Coordinate labeling data
▬▬▬▬▬▬

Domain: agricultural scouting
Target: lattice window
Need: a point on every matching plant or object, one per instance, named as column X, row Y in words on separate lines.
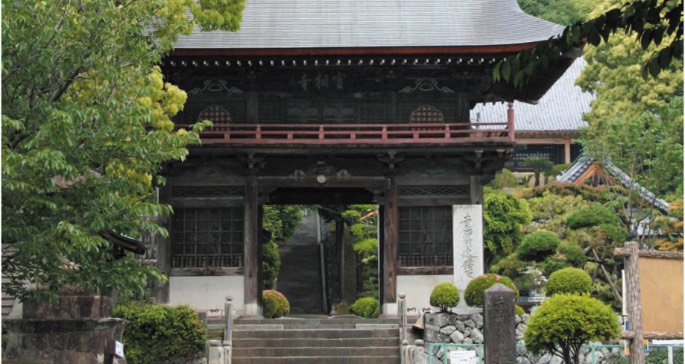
column 425, row 236
column 208, row 237
column 426, row 114
column 207, row 191
column 434, row 190
column 215, row 114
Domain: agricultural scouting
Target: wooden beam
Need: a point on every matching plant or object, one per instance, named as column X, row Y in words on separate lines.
column 251, row 242
column 655, row 254
column 390, row 236
column 632, row 295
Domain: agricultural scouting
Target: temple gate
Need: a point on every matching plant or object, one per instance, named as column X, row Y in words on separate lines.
column 368, row 115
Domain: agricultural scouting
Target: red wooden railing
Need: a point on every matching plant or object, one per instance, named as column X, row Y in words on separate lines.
column 330, row 134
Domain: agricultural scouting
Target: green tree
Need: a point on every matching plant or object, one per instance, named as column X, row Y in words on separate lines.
column 503, row 217
column 564, row 322
column 565, row 12
column 86, row 123
column 656, row 25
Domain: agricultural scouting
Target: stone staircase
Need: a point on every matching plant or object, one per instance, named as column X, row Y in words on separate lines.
column 300, row 276
column 316, row 340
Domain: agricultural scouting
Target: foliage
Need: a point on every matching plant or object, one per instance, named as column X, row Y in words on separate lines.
column 564, row 322
column 504, row 179
column 444, row 296
column 519, row 310
column 275, row 304
column 510, row 266
column 563, row 12
column 592, row 215
column 503, row 216
column 281, row 220
column 671, row 227
column 271, row 264
column 569, row 280
column 567, row 255
column 540, row 166
column 538, row 245
column 158, row 333
column 367, row 307
column 477, row 287
column 86, row 129
column 656, row 24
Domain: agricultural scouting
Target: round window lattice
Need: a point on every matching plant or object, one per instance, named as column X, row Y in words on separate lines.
column 426, row 114
column 206, row 191
column 434, row 190
column 215, row 114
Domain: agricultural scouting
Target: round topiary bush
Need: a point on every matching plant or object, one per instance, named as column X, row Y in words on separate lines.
column 569, row 280
column 368, row 307
column 476, row 288
column 537, row 246
column 159, row 334
column 275, row 304
column 444, row 296
column 564, row 322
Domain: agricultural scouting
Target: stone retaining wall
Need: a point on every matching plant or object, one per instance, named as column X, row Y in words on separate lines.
column 446, row 328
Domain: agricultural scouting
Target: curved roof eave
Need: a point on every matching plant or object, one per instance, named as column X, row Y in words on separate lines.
column 376, row 24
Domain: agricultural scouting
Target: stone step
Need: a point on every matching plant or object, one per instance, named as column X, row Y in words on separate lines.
column 315, row 334
column 314, row 351
column 309, row 342
column 395, row 359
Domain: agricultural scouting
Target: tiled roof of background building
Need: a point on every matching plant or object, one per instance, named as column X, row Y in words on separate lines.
column 376, row 23
column 560, row 109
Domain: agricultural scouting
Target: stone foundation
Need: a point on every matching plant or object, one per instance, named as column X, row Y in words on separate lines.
column 74, row 330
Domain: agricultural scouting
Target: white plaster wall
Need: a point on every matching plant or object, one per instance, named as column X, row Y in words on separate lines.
column 419, row 287
column 206, row 293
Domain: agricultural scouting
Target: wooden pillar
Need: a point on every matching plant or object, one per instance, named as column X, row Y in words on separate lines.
column 390, row 235
column 637, row 352
column 476, row 190
column 251, row 247
column 567, row 152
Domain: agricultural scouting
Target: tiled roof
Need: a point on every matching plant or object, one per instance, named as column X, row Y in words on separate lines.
column 584, row 162
column 376, row 23
column 560, row 109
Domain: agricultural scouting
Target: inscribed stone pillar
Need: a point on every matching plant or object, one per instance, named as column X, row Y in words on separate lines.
column 467, row 243
column 499, row 325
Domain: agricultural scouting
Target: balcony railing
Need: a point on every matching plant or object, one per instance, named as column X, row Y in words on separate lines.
column 381, row 134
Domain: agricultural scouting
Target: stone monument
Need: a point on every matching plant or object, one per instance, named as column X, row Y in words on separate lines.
column 499, row 325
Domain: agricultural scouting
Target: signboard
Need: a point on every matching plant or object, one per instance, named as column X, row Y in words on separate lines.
column 118, row 349
column 467, row 240
column 463, row 357
column 659, row 295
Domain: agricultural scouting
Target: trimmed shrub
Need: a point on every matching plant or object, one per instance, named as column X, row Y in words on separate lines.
column 573, row 254
column 476, row 288
column 368, row 307
column 158, row 333
column 445, row 296
column 519, row 310
column 538, row 245
column 564, row 322
column 275, row 304
column 569, row 280
column 271, row 264
column 593, row 215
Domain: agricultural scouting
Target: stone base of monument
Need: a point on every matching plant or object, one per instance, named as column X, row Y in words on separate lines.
column 76, row 329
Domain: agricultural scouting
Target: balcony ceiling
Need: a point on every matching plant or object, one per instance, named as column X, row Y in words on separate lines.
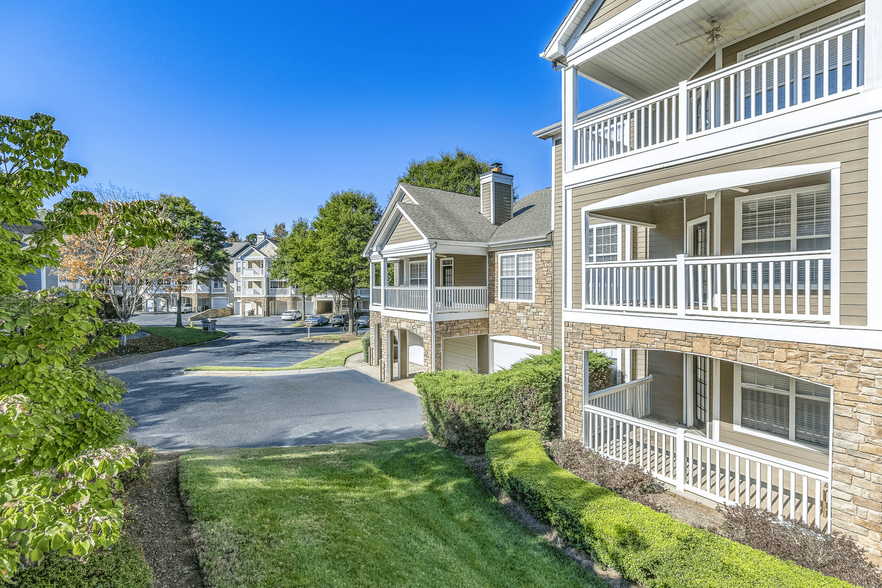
column 649, row 61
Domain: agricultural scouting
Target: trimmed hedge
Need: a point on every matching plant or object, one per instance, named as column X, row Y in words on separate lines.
column 120, row 566
column 463, row 409
column 643, row 545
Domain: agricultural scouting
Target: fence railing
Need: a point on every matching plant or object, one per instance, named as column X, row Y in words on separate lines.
column 717, row 471
column 780, row 286
column 460, row 299
column 826, row 64
column 631, row 399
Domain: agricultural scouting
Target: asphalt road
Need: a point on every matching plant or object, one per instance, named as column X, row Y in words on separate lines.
column 177, row 411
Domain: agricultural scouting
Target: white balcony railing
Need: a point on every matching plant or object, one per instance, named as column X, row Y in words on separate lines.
column 403, row 298
column 781, row 286
column 461, row 299
column 826, row 65
column 717, row 471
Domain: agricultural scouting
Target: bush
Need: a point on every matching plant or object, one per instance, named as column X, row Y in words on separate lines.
column 834, row 555
column 119, row 566
column 643, row 545
column 463, row 409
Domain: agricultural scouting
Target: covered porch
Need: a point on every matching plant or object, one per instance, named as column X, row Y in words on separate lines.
column 727, row 432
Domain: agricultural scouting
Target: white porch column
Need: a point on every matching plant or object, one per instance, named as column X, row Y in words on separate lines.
column 570, row 93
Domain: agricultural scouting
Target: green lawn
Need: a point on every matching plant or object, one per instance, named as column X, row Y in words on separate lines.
column 386, row 514
column 184, row 336
column 335, row 357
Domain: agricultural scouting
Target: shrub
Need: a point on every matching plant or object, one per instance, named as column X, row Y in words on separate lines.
column 119, row 566
column 643, row 545
column 834, row 555
column 463, row 409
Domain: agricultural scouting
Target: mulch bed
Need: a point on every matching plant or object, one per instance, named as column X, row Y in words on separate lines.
column 160, row 524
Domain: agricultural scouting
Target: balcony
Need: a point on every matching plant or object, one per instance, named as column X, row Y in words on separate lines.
column 824, row 66
column 781, row 287
column 447, row 299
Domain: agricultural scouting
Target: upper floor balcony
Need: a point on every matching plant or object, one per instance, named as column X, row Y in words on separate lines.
column 812, row 70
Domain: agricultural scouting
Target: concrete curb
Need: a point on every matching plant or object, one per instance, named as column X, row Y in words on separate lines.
column 235, row 374
column 124, row 361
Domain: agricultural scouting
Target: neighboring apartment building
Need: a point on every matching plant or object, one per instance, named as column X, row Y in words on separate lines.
column 716, row 245
column 461, row 282
column 248, row 287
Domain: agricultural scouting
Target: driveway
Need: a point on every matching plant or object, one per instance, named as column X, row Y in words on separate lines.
column 178, row 411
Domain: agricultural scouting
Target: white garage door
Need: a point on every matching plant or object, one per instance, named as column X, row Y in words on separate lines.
column 460, row 353
column 508, row 353
column 415, row 349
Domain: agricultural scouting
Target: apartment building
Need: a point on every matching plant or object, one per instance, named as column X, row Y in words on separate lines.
column 461, row 282
column 716, row 245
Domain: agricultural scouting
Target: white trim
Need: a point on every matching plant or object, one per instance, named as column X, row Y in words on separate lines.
column 792, row 442
column 711, row 183
column 515, row 254
column 874, row 219
column 843, row 336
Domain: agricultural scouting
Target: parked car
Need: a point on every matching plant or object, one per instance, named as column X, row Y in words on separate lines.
column 316, row 320
column 292, row 315
column 339, row 320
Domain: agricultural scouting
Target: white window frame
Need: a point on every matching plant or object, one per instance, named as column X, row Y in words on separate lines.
column 797, row 34
column 499, row 277
column 410, row 278
column 791, row 439
column 589, row 228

▬▬▬▬▬▬

Starting from the first of the lines above and ending after the line that contains "column 656, row 24", output those lines as a Markdown table with the columns Row and Line, skipping blank lines. Leave the pictures out of the answer.

— Written response —
| Row | Line |
|---|---|
| 1 | Domain: agricultural scouting |
| 2 | Target: lattice window |
| 3 | Need: a point on every matching plant or object, one per instance, named as column X, row Y in words on separate lines. |
| 4 | column 425, row 236 |
| 5 | column 208, row 237 |
| 6 | column 426, row 114 |
| 7 | column 207, row 191 |
| 8 | column 434, row 190 |
| 9 | column 215, row 114 |
| 10 | Domain: agricultural scouting |
| 11 | Target: wooden beam |
| 12 | Need: a point on every matching plant or object, one per instance, named as column X, row Y in words on separate lines. |
| 13 | column 251, row 242 |
| 14 | column 655, row 254 |
| 15 | column 390, row 236 |
| 16 | column 632, row 295 |
| 17 | Domain: agricultural scouting |
| 18 | Target: temple gate |
| 19 | Need: a point on every matching plant or object, one per instance, named as column X, row Y in words on separate lines. |
| 20 | column 368, row 115 |
| 21 | Domain: agricultural scouting |
| 22 | Target: red wooden railing |
| 23 | Need: a point on every matching plant or object, one per instance, named as column X, row Y in words on separate lines. |
| 24 | column 330, row 134 |
| 25 | Domain: agricultural scouting |
| 26 | Target: green tree |
| 27 | Need: a point on every matching plant or object, one per instance, named as column X, row Y in words on separate lines. |
| 28 | column 503, row 217 |
| 29 | column 564, row 322 |
| 30 | column 565, row 12 |
| 31 | column 86, row 123 |
| 32 | column 656, row 25 |
| 33 | Domain: agricultural scouting |
| 34 | Target: stone staircase |
| 35 | Need: a point on every matching plant or object, one per instance, named as column X, row Y in words on separate lines. |
| 36 | column 300, row 276 |
| 37 | column 316, row 340 |
| 38 | Domain: agricultural scouting |
| 39 | Target: foliage |
| 40 | Need: a point on every matching plant or object, one per instance, named as column X, row Y in words on separate lines. |
| 41 | column 564, row 322 |
| 42 | column 504, row 179 |
| 43 | column 444, row 296 |
| 44 | column 519, row 310 |
| 45 | column 275, row 304 |
| 46 | column 510, row 266 |
| 47 | column 563, row 12 |
| 48 | column 592, row 215 |
| 49 | column 503, row 216 |
| 50 | column 281, row 220 |
| 51 | column 671, row 227 |
| 52 | column 271, row 264 |
| 53 | column 569, row 280 |
| 54 | column 567, row 255 |
| 55 | column 540, row 166 |
| 56 | column 538, row 245 |
| 57 | column 158, row 333 |
| 58 | column 367, row 307 |
| 59 | column 477, row 287 |
| 60 | column 86, row 129 |
| 61 | column 656, row 24 |